▸ **What is asked**
Could every line of the data be printed exactly as it reads?

Pointing records
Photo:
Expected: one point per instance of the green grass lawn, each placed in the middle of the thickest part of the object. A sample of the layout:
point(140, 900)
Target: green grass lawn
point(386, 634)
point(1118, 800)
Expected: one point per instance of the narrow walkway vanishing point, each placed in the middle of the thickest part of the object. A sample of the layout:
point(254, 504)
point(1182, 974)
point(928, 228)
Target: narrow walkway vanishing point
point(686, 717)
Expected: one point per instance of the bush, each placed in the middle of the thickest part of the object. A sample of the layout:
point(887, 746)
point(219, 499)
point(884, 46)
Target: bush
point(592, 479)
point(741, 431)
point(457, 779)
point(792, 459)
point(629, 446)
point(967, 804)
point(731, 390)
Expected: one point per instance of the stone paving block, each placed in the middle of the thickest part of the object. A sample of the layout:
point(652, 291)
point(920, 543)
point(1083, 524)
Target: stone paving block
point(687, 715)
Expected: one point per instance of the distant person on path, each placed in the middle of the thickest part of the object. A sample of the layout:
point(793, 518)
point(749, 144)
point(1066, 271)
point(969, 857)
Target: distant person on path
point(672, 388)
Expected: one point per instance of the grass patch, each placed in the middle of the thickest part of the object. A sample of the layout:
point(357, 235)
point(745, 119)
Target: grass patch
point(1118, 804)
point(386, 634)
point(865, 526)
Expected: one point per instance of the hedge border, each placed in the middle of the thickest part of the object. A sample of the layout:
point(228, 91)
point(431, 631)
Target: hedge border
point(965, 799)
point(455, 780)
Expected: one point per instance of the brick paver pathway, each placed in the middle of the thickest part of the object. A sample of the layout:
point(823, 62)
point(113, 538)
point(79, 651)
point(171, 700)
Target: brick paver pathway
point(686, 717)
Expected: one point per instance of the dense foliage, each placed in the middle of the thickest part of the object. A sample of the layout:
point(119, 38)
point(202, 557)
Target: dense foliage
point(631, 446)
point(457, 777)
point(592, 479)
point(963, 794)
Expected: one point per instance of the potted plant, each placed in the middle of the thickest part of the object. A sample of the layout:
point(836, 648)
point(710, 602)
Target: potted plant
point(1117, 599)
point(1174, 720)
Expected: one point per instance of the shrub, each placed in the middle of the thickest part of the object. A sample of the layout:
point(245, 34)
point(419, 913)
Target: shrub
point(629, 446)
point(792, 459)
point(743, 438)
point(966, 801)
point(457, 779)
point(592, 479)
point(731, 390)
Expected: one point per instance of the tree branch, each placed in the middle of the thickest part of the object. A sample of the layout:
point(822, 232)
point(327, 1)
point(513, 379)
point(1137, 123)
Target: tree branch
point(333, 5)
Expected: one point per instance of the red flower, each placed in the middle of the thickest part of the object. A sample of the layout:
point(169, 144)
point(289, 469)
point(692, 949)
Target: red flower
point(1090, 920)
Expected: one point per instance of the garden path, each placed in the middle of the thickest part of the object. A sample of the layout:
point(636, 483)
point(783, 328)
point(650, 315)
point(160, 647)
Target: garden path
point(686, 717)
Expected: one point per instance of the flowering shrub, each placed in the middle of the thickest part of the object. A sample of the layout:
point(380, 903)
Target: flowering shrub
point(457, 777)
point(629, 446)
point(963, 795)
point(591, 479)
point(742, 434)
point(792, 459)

▸ **Exercise response**
Photo:
Expected: one point per instance of the green grass lawn, each placed in the middle of the thickest part of the object. A sample of the layout:
point(140, 900)
Target: green grass lawn
point(386, 634)
point(1118, 800)
Expected: one point per instance of the narrow walkway vanishing point, each placed in the middle of the thickest part of the object. A sample of the layout:
point(254, 504)
point(1182, 974)
point(928, 228)
Target: narrow walkway vanishing point
point(686, 717)
Expected: one point per instance of the bush, each placed in the middle of the thickest part of the object. A sample of the layout:
point(887, 746)
point(219, 499)
point(884, 46)
Target: bush
point(592, 479)
point(741, 431)
point(457, 779)
point(792, 459)
point(629, 446)
point(967, 804)
point(731, 390)
Expected: one point per instance of the stone paving block, each placed in the middle of the thickest part of the object. A sample of the layout:
point(652, 291)
point(920, 543)
point(1083, 524)
Target: stone paving block
point(687, 715)
Expected: one point per instance of the distant person on path, each placed in the middle of the thickest part of the object. A sample of the layout:
point(793, 518)
point(749, 144)
point(1066, 271)
point(969, 857)
Target: distant person on path
point(672, 388)
Expected: one point per instance of the grass patch, each placed in the middle of the thickest part of the object. A sample of the layout:
point(357, 235)
point(745, 119)
Target: grass patch
point(1118, 804)
point(386, 634)
point(865, 526)
Expected: one point per instance of the hedge border, each placed in the middle of the thickest part of the object. A sample of the layout:
point(228, 91)
point(431, 631)
Target: hedge border
point(965, 799)
point(455, 780)
Expected: one point per instance of the brick paver pathway, each placed in the middle of the thickest part of the object. A sample of the layout:
point(823, 62)
point(113, 538)
point(79, 651)
point(171, 700)
Target: brick paver pathway
point(686, 717)
Expected: one point per instance of the dense foliage, each placed in the middle of the thickest part of the object. A sample of the layout:
point(119, 38)
point(202, 557)
Target: dense foliage
point(631, 446)
point(457, 777)
point(592, 479)
point(963, 794)
Expected: one point per instance of the potted plant, each placed in the middle of the thickest part of the object. A sample of the layout:
point(836, 648)
point(710, 602)
Target: potted plant
point(1117, 599)
point(1174, 720)
Expected: one point per instance of the shrub, each placed in the middle of the thickest part of the object. A sample of the layout:
point(245, 34)
point(419, 913)
Target: shrub
point(629, 446)
point(792, 459)
point(743, 438)
point(966, 801)
point(457, 779)
point(592, 479)
point(731, 390)
Expected: one point per instance of the tree branch, each placed in the middle of the thickest part of the object. A sample of the layout:
point(822, 232)
point(327, 1)
point(513, 379)
point(1137, 123)
Target: tree branch
point(333, 5)
Expected: one point per instance of the red flower, each placed in the middle of the thickest part of the object. A sample of the layout:
point(169, 144)
point(289, 469)
point(692, 949)
Target: red flower
point(1090, 920)
Expected: one point per instance of the garden path, each placed in the middle of the thickest part of the object. A sample of the layout:
point(636, 483)
point(783, 328)
point(650, 315)
point(160, 647)
Target: garden path
point(686, 717)
Expected: one point per instance of the flowering shrub, each placed in the middle of the thickest part of the object. A sample of the layout:
point(380, 903)
Target: flowering shrub
point(457, 777)
point(629, 446)
point(963, 795)
point(591, 479)
point(742, 434)
point(792, 459)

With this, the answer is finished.